__What to produce__. Repeat the material in full. Keep every line exactly as it is.
══════════════════════════════
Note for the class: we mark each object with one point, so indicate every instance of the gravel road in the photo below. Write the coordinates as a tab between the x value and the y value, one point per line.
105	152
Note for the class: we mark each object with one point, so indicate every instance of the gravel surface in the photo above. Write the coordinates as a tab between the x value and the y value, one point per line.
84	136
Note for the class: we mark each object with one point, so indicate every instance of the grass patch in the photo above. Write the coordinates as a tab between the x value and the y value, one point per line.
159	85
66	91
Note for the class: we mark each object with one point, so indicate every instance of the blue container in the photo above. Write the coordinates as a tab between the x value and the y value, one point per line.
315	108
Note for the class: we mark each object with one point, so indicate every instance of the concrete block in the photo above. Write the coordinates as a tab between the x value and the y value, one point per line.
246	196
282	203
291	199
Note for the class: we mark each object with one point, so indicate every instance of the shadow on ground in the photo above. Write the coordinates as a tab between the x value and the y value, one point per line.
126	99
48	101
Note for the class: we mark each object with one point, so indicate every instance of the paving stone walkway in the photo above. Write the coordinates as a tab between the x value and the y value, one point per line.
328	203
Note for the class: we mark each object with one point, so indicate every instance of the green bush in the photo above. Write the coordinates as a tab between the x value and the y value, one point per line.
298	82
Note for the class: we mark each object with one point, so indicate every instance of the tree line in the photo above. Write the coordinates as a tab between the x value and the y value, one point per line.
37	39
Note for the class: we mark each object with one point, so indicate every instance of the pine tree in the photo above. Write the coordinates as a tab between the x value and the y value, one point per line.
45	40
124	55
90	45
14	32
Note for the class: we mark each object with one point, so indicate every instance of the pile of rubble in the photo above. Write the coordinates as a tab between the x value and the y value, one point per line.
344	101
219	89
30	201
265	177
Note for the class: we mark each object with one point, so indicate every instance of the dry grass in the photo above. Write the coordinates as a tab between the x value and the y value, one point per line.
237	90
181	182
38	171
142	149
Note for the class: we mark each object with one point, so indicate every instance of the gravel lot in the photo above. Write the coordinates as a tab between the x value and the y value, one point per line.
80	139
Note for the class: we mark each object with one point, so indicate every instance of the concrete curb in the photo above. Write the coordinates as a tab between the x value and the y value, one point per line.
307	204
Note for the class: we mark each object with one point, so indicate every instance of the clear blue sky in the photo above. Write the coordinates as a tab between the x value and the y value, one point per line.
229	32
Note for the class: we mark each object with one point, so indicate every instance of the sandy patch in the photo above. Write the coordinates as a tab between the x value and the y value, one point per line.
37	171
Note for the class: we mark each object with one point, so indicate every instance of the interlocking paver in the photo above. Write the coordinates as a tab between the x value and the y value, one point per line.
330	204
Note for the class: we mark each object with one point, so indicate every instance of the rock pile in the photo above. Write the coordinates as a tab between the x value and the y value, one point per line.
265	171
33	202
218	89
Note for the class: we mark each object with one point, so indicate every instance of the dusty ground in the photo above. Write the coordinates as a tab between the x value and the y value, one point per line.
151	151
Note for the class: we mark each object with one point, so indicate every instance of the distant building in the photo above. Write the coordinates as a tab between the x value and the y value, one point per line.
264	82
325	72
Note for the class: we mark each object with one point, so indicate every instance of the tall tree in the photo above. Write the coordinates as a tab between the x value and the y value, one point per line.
══════════════════════════════
__Solution to this problem__.
Note for the class: we mark each object with one point, so indicate every instance of the gravel road in the photo below. Write the coordinates as a tab between the x value and the y value, one point per line.
105	152
Note for the class: we mark each object with one point, so indicate every instance of the gravel surface in the photo above. Write the coordinates as a tab between the x value and the y value, one point per line.
84	136
Note for the class: we mark each object with one point, so indicate every instance of the grass patch in the photo above. Write the coordinates as a tab between the x value and the y value, one point per line.
159	85
66	91
Note for the class: we mark each object with one point, so indicate every instance of the blue container in the photo above. Write the coordinates as a tab between the x value and the y value, one point per line.
315	108
Note for the class: we mark each object with one point, so indicate every instance of the concrete block in the photo above. Write the coordinates as a tab between the x value and the y value, one point per line.
246	196
282	203
291	199
Note for the class: we mark each object with one point, so indicate every instance of the shadow on ground in the photo above. Write the coordinates as a tab between the x value and the y value, one point per line.
126	99
48	101
Note for the class: we mark each object with one point, so indicate every instance of the paving stone walkway in the photo above. Write the coordinates as a tab between the x value and the y value, one point per line.
328	203
Note for the class: we mark each object with one point, so indicate every instance of the green bush in the photo above. Write the coordinates as a tab between the x value and the y value, one point per line.
298	82
Note for the class: we mark each object with one point, so indicate every instance of the tree line in the photo above. Write the coordinates as a tab between the x value and the y value, one point per line.
37	39
Note for the class: we mark each object with one point, so indicate every instance of the pine tree in the photo above. Write the coordinates as a tab between the x value and the y value, one point per line.
45	40
124	55
90	45
14	32
Note for the class: we mark each object with one point, so indicate every instance of the pile of rubble in the photo above. Write the coordinates as a tab between the x value and the y value, one point per line.
344	101
219	89
30	201
265	177
Note for the class: we mark each object with one point, so indicate every instance of the dry grass in the photo above. Write the coordinates as a tab between the x value and the y value, one point per line.
237	90
181	182
38	171
142	149
Note for the class: we mark each object with one point, so indicate every instance of the gravel lot in the photo above. Write the coordinates as a tab between the x value and the y value, one point per line.
80	139
Note for the class: we mark each object with one point, so indicate every instance of the concrete curb in the photo above. Write the coordinates as a tab between the x value and the y value, one point per line.
307	204
Note for the class: we mark each object with one point, so indicate every instance of the clear blue sky in the photo above. Write the coordinates as a tab between the x value and the y value, one point per line.
229	32
Note for the class: we mark each object with one point, so indicate every instance of the sandy patch in the photo above. Write the coordinates as a tab between the x value and the y value, one point per line.
37	171
Note for the class: we mark each object with one point, so indicate every instance of the interlocking paver in the photo above. Write the coordinates as a tab between the x value and the y value, one point per line.
330	204
Note for the class: we mark each object with one point, so indicate every instance of the rock pile in the photo above. Write the coordinates as a tab between the x value and the y value, one point per line.
265	171
33	202
218	89
Note for the class: we mark each object with one point, so indicate every instance of the dusty ground in the photo above. Write the coordinates as a tab between the x value and the y value, one point per line.
151	151
Note for the class: we mark each object with one point, so indicate every instance of the distant building in the photo above. Write the coordinates as a tab between the x value and the y value, one point per line.
264	82
325	72
Note for the class: we mark each object with one point, so indicate every instance of the tall tree in the photo above. Write the coordinates as a tab between the x value and the y value, one point per line.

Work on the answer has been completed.